SELECTED TEXT =
# Thread: grrrrr another EZ integral

1. ## grrrrr another EZ integral

$\displaystyle \int{\frac{e^{-x}}{1 + e^{-(2x)}}}$

I tried my very best to solve this but I am stuck. I really dislike my text book at all and my professor is very hard for me to understand. Does anyone have a good resource online for this type of problem? I understand all the new concepts we are supposed to be learning but I am stuck on the stuff I was supposed to learn last semester e.g. 5 years ago for me.

2. Split it into two different integrals..

$\displaystyle \int {e^{-x}} + \int{e^{-x}/e^{-2x}}$

EDIT: LaTeX fixed.

3. Originally Posted by TYTY
$\displaystyle \int{\frac{e^{-x}}{1 + e^{-(2x)}}}$

I tried my very best to solve this but I am stuck. I really dislike my text book at all and my professor is very hard for me to understand. Does anyone have a good resource online for this type of problem? I understand all the new concepts we are supposed to be learning but I am stuck on the stuff I was supposed to learn last semester e.g. 5 years ago for me.
Note that $\displaystyle \int\frac{e^{-x}}{1+e^{-2x}}\,dx=\int\frac{e^{-x}}{1+\left(e^{-x}\right)^2}\,dx$

I leave it for you to show that by the substitution $\displaystyle u=e^{-x}$, you have $\displaystyle \int\frac{e^{-x}}{1+\left(e^{-x}\right)^2}\,dx\xrightarrow{u=e^{-x}}{}-\int\frac{\,du}{1+u^2}$

Can you try the problem now?

4. Originally Posted by Scopur
Split it into two different integrals..

$\displaystyle \int {e^{-x}} + \int{e^{-x}/e^{-2x}}$
You can't do this. You can't split the denominator up like that!!

5. Oh my bad.. i am not thinking well today apparently.. :S

6. use the substitution: u = e^(-x)

7. Originally Posted by Chris L T521
Note that $\displaystyle \int\frac{e^{-x}}{1+e^{-2x}}\,dx=\int\frac{e^{-x}}{1+\left(e^{-x}\right)^2}\,dx$

I leave it for you to show that by the substitution $\displaystyle u=e^{-x}$, you have $\displaystyle \int\frac{e^{-x}}{1+\left(e^{-x}\right)^2}\,dx\xrightarrow{u=e^{-x}}{}-\int\frac{\,du}{1+u^2}$

Can you try the problem now?

EXTRACTED INFORMATION =
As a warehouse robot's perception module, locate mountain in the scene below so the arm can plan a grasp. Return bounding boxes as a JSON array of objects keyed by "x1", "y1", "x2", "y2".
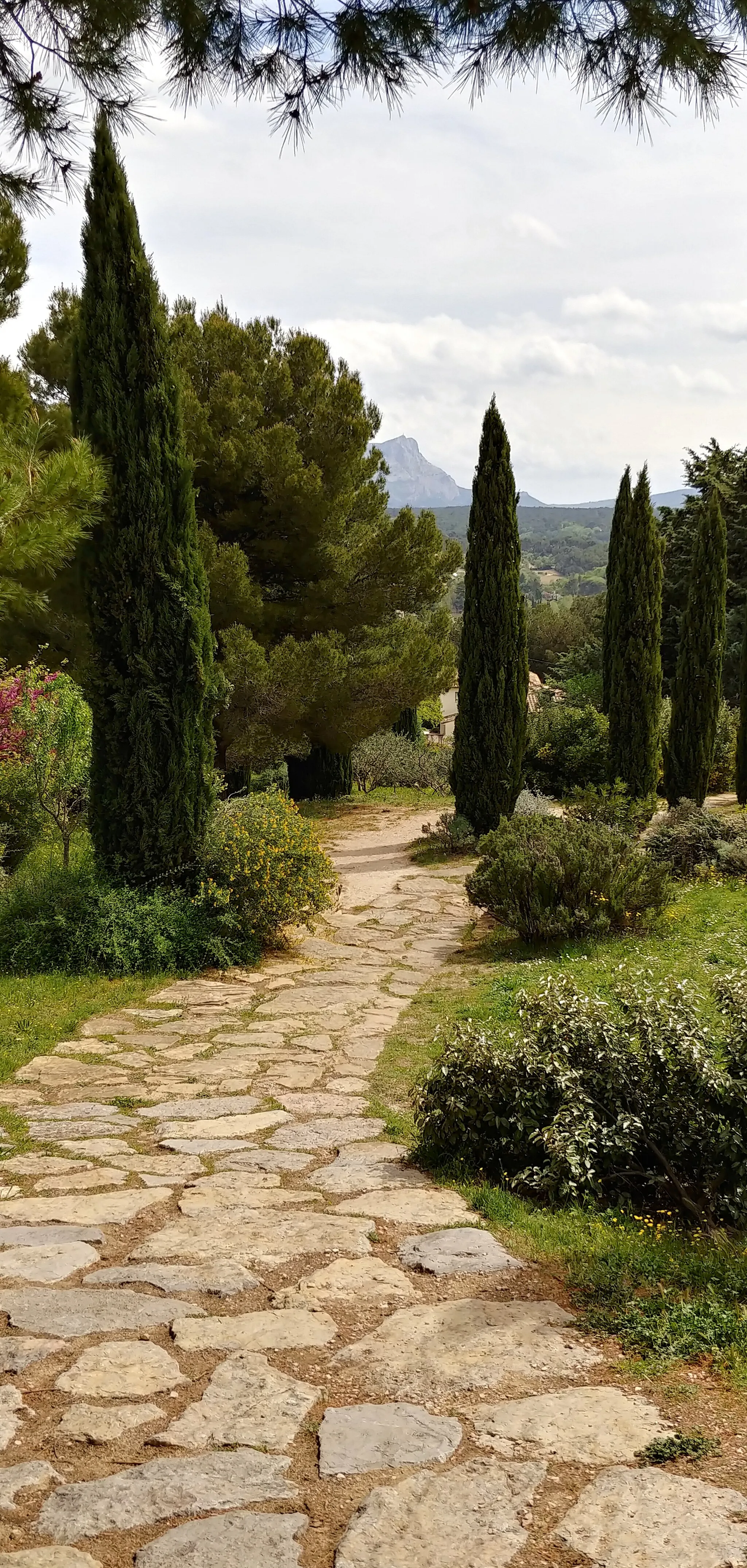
[{"x1": 377, "y1": 436, "x2": 472, "y2": 507}]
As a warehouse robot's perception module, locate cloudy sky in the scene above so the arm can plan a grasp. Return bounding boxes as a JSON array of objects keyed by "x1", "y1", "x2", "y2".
[{"x1": 6, "y1": 62, "x2": 747, "y2": 502}]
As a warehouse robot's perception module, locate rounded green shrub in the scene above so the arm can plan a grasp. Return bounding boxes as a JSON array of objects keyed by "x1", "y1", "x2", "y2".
[
  {"x1": 201, "y1": 793, "x2": 334, "y2": 942},
  {"x1": 466, "y1": 817, "x2": 670, "y2": 942}
]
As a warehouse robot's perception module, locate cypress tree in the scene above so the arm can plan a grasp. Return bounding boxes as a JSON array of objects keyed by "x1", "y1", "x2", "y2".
[
  {"x1": 736, "y1": 619, "x2": 747, "y2": 806},
  {"x1": 71, "y1": 115, "x2": 217, "y2": 884},
  {"x1": 452, "y1": 397, "x2": 529, "y2": 833},
  {"x1": 664, "y1": 492, "x2": 727, "y2": 806},
  {"x1": 601, "y1": 466, "x2": 632, "y2": 713},
  {"x1": 609, "y1": 466, "x2": 662, "y2": 797}
]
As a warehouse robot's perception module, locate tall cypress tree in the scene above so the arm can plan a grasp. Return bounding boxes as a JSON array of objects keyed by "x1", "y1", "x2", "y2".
[
  {"x1": 664, "y1": 491, "x2": 727, "y2": 806},
  {"x1": 452, "y1": 398, "x2": 529, "y2": 833},
  {"x1": 609, "y1": 466, "x2": 662, "y2": 797},
  {"x1": 71, "y1": 116, "x2": 215, "y2": 884},
  {"x1": 601, "y1": 467, "x2": 632, "y2": 713}
]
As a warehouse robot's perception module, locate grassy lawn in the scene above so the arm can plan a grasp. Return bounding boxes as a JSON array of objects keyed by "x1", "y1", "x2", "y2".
[{"x1": 372, "y1": 867, "x2": 747, "y2": 1388}]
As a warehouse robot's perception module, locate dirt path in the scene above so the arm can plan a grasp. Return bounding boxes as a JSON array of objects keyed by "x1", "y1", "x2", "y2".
[{"x1": 0, "y1": 812, "x2": 747, "y2": 1568}]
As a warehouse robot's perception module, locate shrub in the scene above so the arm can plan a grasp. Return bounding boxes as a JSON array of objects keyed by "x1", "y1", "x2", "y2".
[
  {"x1": 202, "y1": 793, "x2": 334, "y2": 942},
  {"x1": 645, "y1": 800, "x2": 747, "y2": 876},
  {"x1": 0, "y1": 855, "x2": 243, "y2": 975},
  {"x1": 565, "y1": 779, "x2": 656, "y2": 839},
  {"x1": 352, "y1": 729, "x2": 453, "y2": 795},
  {"x1": 414, "y1": 974, "x2": 747, "y2": 1228},
  {"x1": 466, "y1": 817, "x2": 670, "y2": 942},
  {"x1": 524, "y1": 702, "x2": 607, "y2": 795}
]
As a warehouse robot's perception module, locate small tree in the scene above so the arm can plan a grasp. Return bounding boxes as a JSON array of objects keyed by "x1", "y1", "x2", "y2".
[
  {"x1": 601, "y1": 466, "x2": 632, "y2": 713},
  {"x1": 452, "y1": 398, "x2": 529, "y2": 833},
  {"x1": 16, "y1": 670, "x2": 91, "y2": 867},
  {"x1": 664, "y1": 494, "x2": 727, "y2": 806},
  {"x1": 609, "y1": 467, "x2": 662, "y2": 798}
]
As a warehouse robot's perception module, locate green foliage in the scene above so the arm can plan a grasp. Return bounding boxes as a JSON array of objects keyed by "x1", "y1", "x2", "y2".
[
  {"x1": 0, "y1": 853, "x2": 243, "y2": 975},
  {"x1": 601, "y1": 467, "x2": 632, "y2": 713},
  {"x1": 466, "y1": 817, "x2": 670, "y2": 942},
  {"x1": 452, "y1": 398, "x2": 529, "y2": 833},
  {"x1": 171, "y1": 301, "x2": 461, "y2": 768},
  {"x1": 17, "y1": 668, "x2": 91, "y2": 867},
  {"x1": 352, "y1": 729, "x2": 452, "y2": 795},
  {"x1": 664, "y1": 492, "x2": 727, "y2": 806},
  {"x1": 565, "y1": 779, "x2": 656, "y2": 839},
  {"x1": 72, "y1": 116, "x2": 218, "y2": 884},
  {"x1": 645, "y1": 800, "x2": 747, "y2": 878},
  {"x1": 524, "y1": 702, "x2": 609, "y2": 795},
  {"x1": 0, "y1": 414, "x2": 105, "y2": 621},
  {"x1": 607, "y1": 467, "x2": 662, "y2": 798},
  {"x1": 414, "y1": 974, "x2": 747, "y2": 1223},
  {"x1": 202, "y1": 795, "x2": 336, "y2": 942},
  {"x1": 636, "y1": 1432, "x2": 720, "y2": 1464}
]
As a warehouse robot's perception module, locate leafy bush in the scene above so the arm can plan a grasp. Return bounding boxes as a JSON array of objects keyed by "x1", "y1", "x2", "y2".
[
  {"x1": 645, "y1": 800, "x2": 747, "y2": 876},
  {"x1": 414, "y1": 974, "x2": 747, "y2": 1223},
  {"x1": 419, "y1": 811, "x2": 476, "y2": 855},
  {"x1": 565, "y1": 779, "x2": 656, "y2": 839},
  {"x1": 202, "y1": 793, "x2": 334, "y2": 942},
  {"x1": 0, "y1": 855, "x2": 243, "y2": 975},
  {"x1": 466, "y1": 817, "x2": 670, "y2": 942},
  {"x1": 513, "y1": 789, "x2": 557, "y2": 817},
  {"x1": 352, "y1": 729, "x2": 452, "y2": 795},
  {"x1": 524, "y1": 702, "x2": 609, "y2": 797}
]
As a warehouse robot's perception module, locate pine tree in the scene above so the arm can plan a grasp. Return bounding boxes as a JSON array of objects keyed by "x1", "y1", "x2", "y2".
[
  {"x1": 664, "y1": 494, "x2": 727, "y2": 806},
  {"x1": 609, "y1": 467, "x2": 662, "y2": 797},
  {"x1": 601, "y1": 467, "x2": 632, "y2": 713},
  {"x1": 71, "y1": 116, "x2": 215, "y2": 884},
  {"x1": 452, "y1": 398, "x2": 529, "y2": 833}
]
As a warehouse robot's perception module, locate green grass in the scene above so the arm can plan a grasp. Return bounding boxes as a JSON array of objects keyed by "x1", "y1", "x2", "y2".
[{"x1": 370, "y1": 881, "x2": 747, "y2": 1388}]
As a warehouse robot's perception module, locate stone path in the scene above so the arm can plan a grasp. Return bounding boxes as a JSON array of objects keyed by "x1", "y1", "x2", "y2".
[{"x1": 0, "y1": 812, "x2": 747, "y2": 1568}]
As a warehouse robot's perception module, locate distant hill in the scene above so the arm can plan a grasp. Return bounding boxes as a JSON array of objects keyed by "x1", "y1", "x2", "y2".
[{"x1": 377, "y1": 436, "x2": 472, "y2": 508}]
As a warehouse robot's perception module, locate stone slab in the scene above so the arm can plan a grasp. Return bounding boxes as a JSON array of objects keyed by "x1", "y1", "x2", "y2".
[
  {"x1": 159, "y1": 1353, "x2": 322, "y2": 1451},
  {"x1": 0, "y1": 1546, "x2": 102, "y2": 1568},
  {"x1": 399, "y1": 1226, "x2": 526, "y2": 1275},
  {"x1": 273, "y1": 1258, "x2": 417, "y2": 1308},
  {"x1": 0, "y1": 1383, "x2": 28, "y2": 1449},
  {"x1": 318, "y1": 1404, "x2": 461, "y2": 1477},
  {"x1": 0, "y1": 1460, "x2": 64, "y2": 1513},
  {"x1": 334, "y1": 1187, "x2": 474, "y2": 1225},
  {"x1": 334, "y1": 1460, "x2": 546, "y2": 1568},
  {"x1": 55, "y1": 1339, "x2": 187, "y2": 1399},
  {"x1": 36, "y1": 1449, "x2": 295, "y2": 1543},
  {"x1": 221, "y1": 1149, "x2": 314, "y2": 1171},
  {"x1": 138, "y1": 1095, "x2": 259, "y2": 1121},
  {"x1": 557, "y1": 1466, "x2": 747, "y2": 1568},
  {"x1": 461, "y1": 1388, "x2": 675, "y2": 1464},
  {"x1": 132, "y1": 1209, "x2": 370, "y2": 1269},
  {"x1": 83, "y1": 1258, "x2": 260, "y2": 1295},
  {"x1": 3, "y1": 1187, "x2": 171, "y2": 1225},
  {"x1": 171, "y1": 1308, "x2": 337, "y2": 1350},
  {"x1": 159, "y1": 1138, "x2": 254, "y2": 1154},
  {"x1": 334, "y1": 1298, "x2": 603, "y2": 1399},
  {"x1": 159, "y1": 1110, "x2": 290, "y2": 1142},
  {"x1": 0, "y1": 1334, "x2": 67, "y2": 1372},
  {"x1": 58, "y1": 1391, "x2": 166, "y2": 1436},
  {"x1": 268, "y1": 1116, "x2": 386, "y2": 1149},
  {"x1": 135, "y1": 1513, "x2": 309, "y2": 1568},
  {"x1": 35, "y1": 1166, "x2": 127, "y2": 1192},
  {"x1": 0, "y1": 1287, "x2": 204, "y2": 1339},
  {"x1": 0, "y1": 1225, "x2": 104, "y2": 1258},
  {"x1": 0, "y1": 1242, "x2": 99, "y2": 1284}
]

THE TASKS =
1/ What substitution does the integral thread recommend for solving the integral?
2/ Gather every line of the records that contains the word "cloudy".
The integral thread and the records were taken from unrelated sources.

REPLIES =
1/ The substitution u = e^(-x).

2/
As a warehouse robot's perception module, locate cloudy sky in the scene above so the arm can plan a grasp. Return bounding boxes as a JSON array of objects keyed by "x1", "y1", "x2", "y2".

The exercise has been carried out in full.